Edit the entries below so that each "job" becomes "task", keeping all other text the same.

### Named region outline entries
[START]

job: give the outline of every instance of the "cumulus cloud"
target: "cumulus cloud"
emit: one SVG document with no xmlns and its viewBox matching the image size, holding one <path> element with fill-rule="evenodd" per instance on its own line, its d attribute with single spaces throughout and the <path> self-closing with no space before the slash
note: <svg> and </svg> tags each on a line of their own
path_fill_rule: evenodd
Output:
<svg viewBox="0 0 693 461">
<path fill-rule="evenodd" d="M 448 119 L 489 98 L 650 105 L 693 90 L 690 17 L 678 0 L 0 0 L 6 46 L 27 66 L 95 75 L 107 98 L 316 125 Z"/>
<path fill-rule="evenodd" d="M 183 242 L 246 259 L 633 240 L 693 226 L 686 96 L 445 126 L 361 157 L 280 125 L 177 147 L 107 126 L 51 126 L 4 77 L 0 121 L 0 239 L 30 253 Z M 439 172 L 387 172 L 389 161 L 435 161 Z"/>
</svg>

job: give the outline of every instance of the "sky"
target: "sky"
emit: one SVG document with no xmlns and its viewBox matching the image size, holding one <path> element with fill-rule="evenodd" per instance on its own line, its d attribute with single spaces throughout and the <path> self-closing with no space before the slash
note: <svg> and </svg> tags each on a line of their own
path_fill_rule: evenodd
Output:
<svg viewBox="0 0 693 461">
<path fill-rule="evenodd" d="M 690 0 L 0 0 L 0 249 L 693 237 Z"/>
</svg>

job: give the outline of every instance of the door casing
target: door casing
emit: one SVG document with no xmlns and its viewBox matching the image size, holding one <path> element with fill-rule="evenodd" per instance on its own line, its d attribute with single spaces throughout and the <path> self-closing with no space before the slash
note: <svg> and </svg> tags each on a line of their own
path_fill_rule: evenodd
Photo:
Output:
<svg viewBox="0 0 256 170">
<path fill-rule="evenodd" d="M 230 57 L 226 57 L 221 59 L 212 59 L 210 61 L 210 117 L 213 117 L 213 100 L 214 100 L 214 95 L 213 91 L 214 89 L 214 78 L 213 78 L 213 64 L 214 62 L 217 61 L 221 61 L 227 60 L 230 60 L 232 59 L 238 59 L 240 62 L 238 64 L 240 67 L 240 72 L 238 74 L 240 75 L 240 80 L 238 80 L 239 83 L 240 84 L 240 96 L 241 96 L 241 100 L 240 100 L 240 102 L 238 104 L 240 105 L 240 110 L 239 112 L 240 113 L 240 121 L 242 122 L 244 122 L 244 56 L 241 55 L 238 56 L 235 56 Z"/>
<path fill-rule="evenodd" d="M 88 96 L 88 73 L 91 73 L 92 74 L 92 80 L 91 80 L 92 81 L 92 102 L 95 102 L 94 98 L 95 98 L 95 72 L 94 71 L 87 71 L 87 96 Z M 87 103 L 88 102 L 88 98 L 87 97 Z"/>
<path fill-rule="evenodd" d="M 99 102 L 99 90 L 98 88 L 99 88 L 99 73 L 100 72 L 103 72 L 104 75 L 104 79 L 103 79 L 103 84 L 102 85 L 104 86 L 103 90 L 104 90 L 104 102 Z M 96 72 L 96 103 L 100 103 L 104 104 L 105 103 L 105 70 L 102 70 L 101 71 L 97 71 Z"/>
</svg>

[END]

### OUTPUT OF THE EXERCISE
task: give the outline of every instance of the "cumulus cloud"
target: "cumulus cloud"
emit: one SVG document with no xmlns and its viewBox matching the image size, holding one <path> element with fill-rule="evenodd" per instance on its own line, its d attribute with single spaces throughout and the <path> self-closing with no space before the slash
note: <svg> and </svg> tags each on a line of their own
path_fill_rule: evenodd
Output:
<svg viewBox="0 0 693 461">
<path fill-rule="evenodd" d="M 448 119 L 489 98 L 650 105 L 693 90 L 690 17 L 678 0 L 0 0 L 6 46 L 27 66 L 95 75 L 107 98 L 316 125 Z"/>
<path fill-rule="evenodd" d="M 183 242 L 246 259 L 633 240 L 693 226 L 686 96 L 445 126 L 361 157 L 280 125 L 177 147 L 107 126 L 51 126 L 4 77 L 0 121 L 0 239 L 30 253 Z M 439 172 L 387 172 L 389 161 L 435 161 Z"/>
</svg>

task: give the outline of every instance of the "sky"
target: "sky"
emit: one SVG document with no xmlns and its viewBox matching the image size, holding one <path> element with fill-rule="evenodd" per instance on its own line, its d attribute with single spaces throughout and the <path> self-closing with no space before the slash
note: <svg> and </svg> tags each on a line of their own
path_fill_rule: evenodd
Output:
<svg viewBox="0 0 693 461">
<path fill-rule="evenodd" d="M 690 0 L 0 0 L 0 249 L 693 237 Z"/>
</svg>

task: give the outline of every instance of the door casing
target: door casing
emit: one SVG document with no xmlns and its viewBox matching the image size, holding one <path> element with fill-rule="evenodd" per instance on its own line, its d attribute with single spaces throughout and the <path> self-closing with no space before the slash
note: <svg> and </svg> tags each on a line of their own
path_fill_rule: evenodd
Photo:
Output:
<svg viewBox="0 0 256 170">
<path fill-rule="evenodd" d="M 230 57 L 226 57 L 221 59 L 212 59 L 210 61 L 210 117 L 213 117 L 213 100 L 214 100 L 214 95 L 213 91 L 214 89 L 214 78 L 213 78 L 213 64 L 214 62 L 217 61 L 221 61 L 227 60 L 230 60 L 232 59 L 238 59 L 240 62 L 238 64 L 240 67 L 240 72 L 238 74 L 240 75 L 240 80 L 238 80 L 239 83 L 240 84 L 240 96 L 241 96 L 241 100 L 240 100 L 240 102 L 238 104 L 240 105 L 240 110 L 239 112 L 240 113 L 240 121 L 242 122 L 244 122 L 244 56 L 241 55 L 238 56 L 235 56 Z"/>
<path fill-rule="evenodd" d="M 88 96 L 88 73 L 91 73 L 92 74 L 92 80 L 91 80 L 92 81 L 92 102 L 95 102 L 94 98 L 95 98 L 95 72 L 94 71 L 87 71 L 87 96 Z M 87 103 L 88 102 L 88 98 L 87 97 Z"/>
<path fill-rule="evenodd" d="M 99 102 L 99 90 L 98 88 L 99 88 L 99 73 L 100 72 L 103 72 L 104 75 L 104 79 L 103 79 L 103 84 L 102 85 L 104 86 L 103 90 L 104 90 L 104 102 Z M 96 72 L 96 103 L 100 103 L 104 104 L 105 103 L 105 70 L 102 70 L 101 71 L 97 71 Z"/>
</svg>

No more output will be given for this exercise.